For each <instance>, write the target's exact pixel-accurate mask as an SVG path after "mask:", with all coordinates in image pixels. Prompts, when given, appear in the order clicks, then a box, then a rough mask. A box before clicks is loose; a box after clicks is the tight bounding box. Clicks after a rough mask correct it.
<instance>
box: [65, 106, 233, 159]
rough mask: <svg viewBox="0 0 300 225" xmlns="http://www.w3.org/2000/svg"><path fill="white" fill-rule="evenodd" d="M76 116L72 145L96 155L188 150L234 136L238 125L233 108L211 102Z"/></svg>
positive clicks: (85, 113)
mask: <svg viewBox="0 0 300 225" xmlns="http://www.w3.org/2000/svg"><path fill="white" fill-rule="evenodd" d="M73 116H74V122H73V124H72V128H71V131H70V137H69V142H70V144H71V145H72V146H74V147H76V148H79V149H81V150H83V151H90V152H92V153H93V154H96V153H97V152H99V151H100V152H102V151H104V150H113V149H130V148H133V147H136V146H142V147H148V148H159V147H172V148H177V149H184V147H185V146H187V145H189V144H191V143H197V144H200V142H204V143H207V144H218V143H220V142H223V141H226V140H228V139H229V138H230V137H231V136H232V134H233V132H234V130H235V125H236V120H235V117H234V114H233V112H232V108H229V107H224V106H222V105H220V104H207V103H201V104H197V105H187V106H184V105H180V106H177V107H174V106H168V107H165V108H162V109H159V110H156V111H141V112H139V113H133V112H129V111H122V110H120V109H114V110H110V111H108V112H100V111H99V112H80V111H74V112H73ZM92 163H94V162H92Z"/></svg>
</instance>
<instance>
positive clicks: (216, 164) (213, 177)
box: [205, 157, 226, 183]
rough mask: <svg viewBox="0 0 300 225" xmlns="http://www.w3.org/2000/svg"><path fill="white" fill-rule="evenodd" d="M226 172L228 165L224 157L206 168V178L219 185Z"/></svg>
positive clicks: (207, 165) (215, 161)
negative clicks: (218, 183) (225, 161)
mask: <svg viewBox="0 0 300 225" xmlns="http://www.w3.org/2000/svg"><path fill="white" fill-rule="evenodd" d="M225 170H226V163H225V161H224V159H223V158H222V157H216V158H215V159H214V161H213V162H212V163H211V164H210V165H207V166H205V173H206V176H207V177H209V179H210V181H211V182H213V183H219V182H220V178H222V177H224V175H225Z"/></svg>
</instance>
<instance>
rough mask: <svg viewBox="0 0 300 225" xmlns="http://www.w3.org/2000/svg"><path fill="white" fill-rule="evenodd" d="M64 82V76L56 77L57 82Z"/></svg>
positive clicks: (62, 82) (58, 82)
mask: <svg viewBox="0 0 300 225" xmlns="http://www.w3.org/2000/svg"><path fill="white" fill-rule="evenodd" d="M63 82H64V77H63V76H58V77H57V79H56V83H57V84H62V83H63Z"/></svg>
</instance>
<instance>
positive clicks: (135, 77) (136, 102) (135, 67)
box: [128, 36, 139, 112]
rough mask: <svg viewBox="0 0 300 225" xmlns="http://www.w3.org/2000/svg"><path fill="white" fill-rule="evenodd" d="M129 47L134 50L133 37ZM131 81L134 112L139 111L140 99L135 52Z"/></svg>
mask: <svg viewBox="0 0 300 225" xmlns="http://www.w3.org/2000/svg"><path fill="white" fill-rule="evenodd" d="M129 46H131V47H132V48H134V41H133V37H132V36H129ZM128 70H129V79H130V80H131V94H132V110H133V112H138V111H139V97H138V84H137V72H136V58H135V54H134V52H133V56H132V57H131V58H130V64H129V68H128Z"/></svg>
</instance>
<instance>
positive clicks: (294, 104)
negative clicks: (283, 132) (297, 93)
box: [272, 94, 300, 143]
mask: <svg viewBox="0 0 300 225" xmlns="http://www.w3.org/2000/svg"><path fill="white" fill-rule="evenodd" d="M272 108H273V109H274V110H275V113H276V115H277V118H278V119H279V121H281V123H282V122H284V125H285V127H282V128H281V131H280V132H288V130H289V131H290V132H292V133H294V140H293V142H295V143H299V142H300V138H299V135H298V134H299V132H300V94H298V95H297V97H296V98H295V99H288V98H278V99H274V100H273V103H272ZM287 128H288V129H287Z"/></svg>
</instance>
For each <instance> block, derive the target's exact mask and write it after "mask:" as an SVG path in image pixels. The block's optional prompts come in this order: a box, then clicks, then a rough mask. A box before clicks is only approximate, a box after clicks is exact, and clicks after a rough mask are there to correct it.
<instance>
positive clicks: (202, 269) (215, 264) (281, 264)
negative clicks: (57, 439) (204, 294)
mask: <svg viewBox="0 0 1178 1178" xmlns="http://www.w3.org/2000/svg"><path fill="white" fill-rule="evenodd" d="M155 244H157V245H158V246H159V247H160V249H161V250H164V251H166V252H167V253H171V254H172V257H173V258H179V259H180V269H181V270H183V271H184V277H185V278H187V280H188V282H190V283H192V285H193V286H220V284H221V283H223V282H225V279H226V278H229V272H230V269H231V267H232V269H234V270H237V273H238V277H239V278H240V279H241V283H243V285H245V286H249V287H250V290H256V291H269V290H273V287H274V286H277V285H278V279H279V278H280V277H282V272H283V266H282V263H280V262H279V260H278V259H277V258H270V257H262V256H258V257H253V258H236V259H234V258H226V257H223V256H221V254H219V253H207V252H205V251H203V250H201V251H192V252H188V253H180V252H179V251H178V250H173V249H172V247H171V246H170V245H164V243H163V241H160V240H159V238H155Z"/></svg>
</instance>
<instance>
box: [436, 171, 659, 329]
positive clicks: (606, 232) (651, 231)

================================

_WHAT THE EXERCISE ASKS_
Would you transcribe the data above exactly as it stands?

_YOUR RESPONSE_
For each <instance>, write the target's exact pixel-accurate mask as an SVG path after "mask:", with all coordinates in image pixels. Prompts, when given, appear in the order clicks, then a box, then a rough mask. A box before clicks is loose; a box after clicks is the tight bounding box. Clicks after a rough mask correct it.
<instance>
box: [65, 106, 233, 159]
rough mask: <svg viewBox="0 0 300 225" xmlns="http://www.w3.org/2000/svg"><path fill="white" fill-rule="evenodd" d="M76 116L72 145L96 155L188 150L234 136L238 125L233 108L211 102Z"/></svg>
positive clicks: (85, 113)
mask: <svg viewBox="0 0 300 225" xmlns="http://www.w3.org/2000/svg"><path fill="white" fill-rule="evenodd" d="M73 116H74V122H73V124H72V128H71V131H70V137H69V142H70V144H71V145H72V146H74V147H76V148H79V149H81V150H83V151H90V152H92V153H93V154H96V153H97V152H99V151H100V152H102V151H104V150H113V149H130V148H133V147H136V146H142V147H148V148H159V147H172V148H177V149H184V147H185V146H187V145H189V144H191V143H197V144H200V142H204V143H207V144H218V143H220V142H223V141H226V140H228V139H229V138H230V137H231V136H232V134H233V132H234V130H235V125H236V120H235V117H234V114H233V112H232V108H229V107H224V106H222V105H220V104H207V103H201V104H197V105H187V106H184V105H180V106H177V107H174V106H168V107H165V108H162V109H159V110H156V111H141V112H139V113H133V112H129V111H122V110H120V109H114V110H110V111H108V112H100V111H99V112H80V111H74V112H73ZM92 163H94V162H92Z"/></svg>
</instance>
<instance>
positive clicks: (216, 164) (213, 177)
box: [205, 157, 226, 183]
rough mask: <svg viewBox="0 0 300 225" xmlns="http://www.w3.org/2000/svg"><path fill="white" fill-rule="evenodd" d="M226 172L228 165L224 157L206 168V178L219 185Z"/></svg>
positive clicks: (207, 165) (215, 161)
negative clicks: (218, 183) (225, 161)
mask: <svg viewBox="0 0 300 225" xmlns="http://www.w3.org/2000/svg"><path fill="white" fill-rule="evenodd" d="M225 170H226V163H225V161H224V159H223V158H222V157H216V158H215V159H214V161H213V162H212V163H211V164H210V165H207V166H205V173H206V176H207V177H209V179H210V181H211V182H213V183H219V182H220V178H222V177H224V175H225Z"/></svg>
</instance>
<instance>
rough mask: <svg viewBox="0 0 300 225" xmlns="http://www.w3.org/2000/svg"><path fill="white" fill-rule="evenodd" d="M64 82V76L56 77L57 82Z"/></svg>
positive clicks: (62, 82) (58, 82)
mask: <svg viewBox="0 0 300 225" xmlns="http://www.w3.org/2000/svg"><path fill="white" fill-rule="evenodd" d="M63 82H64V77H63V76H58V77H57V79H56V83H57V84H62V83H63Z"/></svg>
</instance>
<instance>
positive clicks: (135, 77) (136, 102) (135, 67)
box: [128, 36, 139, 112]
rough mask: <svg viewBox="0 0 300 225" xmlns="http://www.w3.org/2000/svg"><path fill="white" fill-rule="evenodd" d="M129 47L134 50L133 37ZM131 81L134 112L139 111L140 99L135 52Z"/></svg>
mask: <svg viewBox="0 0 300 225" xmlns="http://www.w3.org/2000/svg"><path fill="white" fill-rule="evenodd" d="M129 46H131V47H132V48H134V41H133V37H132V36H129ZM128 70H129V79H130V80H131V94H132V110H133V112H138V111H139V97H138V84H137V72H136V58H135V54H134V52H133V56H132V57H131V58H130V64H129V68H128Z"/></svg>
</instance>
<instance>
positive clicks: (294, 104)
negative clicks: (283, 132) (297, 93)
box: [272, 94, 300, 143]
mask: <svg viewBox="0 0 300 225" xmlns="http://www.w3.org/2000/svg"><path fill="white" fill-rule="evenodd" d="M272 108H273V109H274V110H275V113H276V115H277V118H278V119H279V121H281V123H282V122H284V125H285V127H282V128H281V131H280V132H288V130H289V131H290V132H292V133H294V140H293V142H295V143H299V142H300V138H299V135H298V134H299V132H300V94H298V95H297V97H296V98H295V99H288V98H278V99H274V100H273V103H272ZM287 128H288V129H287Z"/></svg>
</instance>
For each <instance> block, derive the target's exact mask and write it after "mask:" as an SVG path in image pixels. The block's optional prompts come in this order: a box, then clicks, then a rough mask. A box before clicks is only approximate, a box after clicks is exact, and clicks after a rough mask are there to correct it.
<instance>
positive clicks: (202, 269) (215, 264) (281, 264)
negative clicks: (57, 439) (204, 294)
mask: <svg viewBox="0 0 1178 1178" xmlns="http://www.w3.org/2000/svg"><path fill="white" fill-rule="evenodd" d="M155 244H157V245H158V246H159V247H160V249H161V250H164V251H166V252H167V253H171V254H172V257H173V258H179V259H180V269H181V270H183V271H184V277H185V278H187V280H188V282H190V283H192V285H193V286H220V284H221V283H223V282H225V279H226V278H229V272H230V269H231V267H232V269H234V270H237V273H238V277H239V278H240V279H241V283H243V285H245V286H249V287H250V290H256V291H269V290H273V287H274V286H277V285H278V279H279V278H280V277H282V272H283V266H282V263H280V262H279V260H278V259H277V258H270V257H262V256H258V257H253V258H236V259H234V258H226V257H223V256H221V254H219V253H207V252H205V251H203V250H201V251H192V252H188V253H180V252H179V251H178V250H173V249H172V247H171V246H170V245H164V243H163V241H160V240H159V238H155Z"/></svg>
</instance>
<instance>
box: [436, 171, 659, 329]
positive clicks: (606, 232) (651, 231)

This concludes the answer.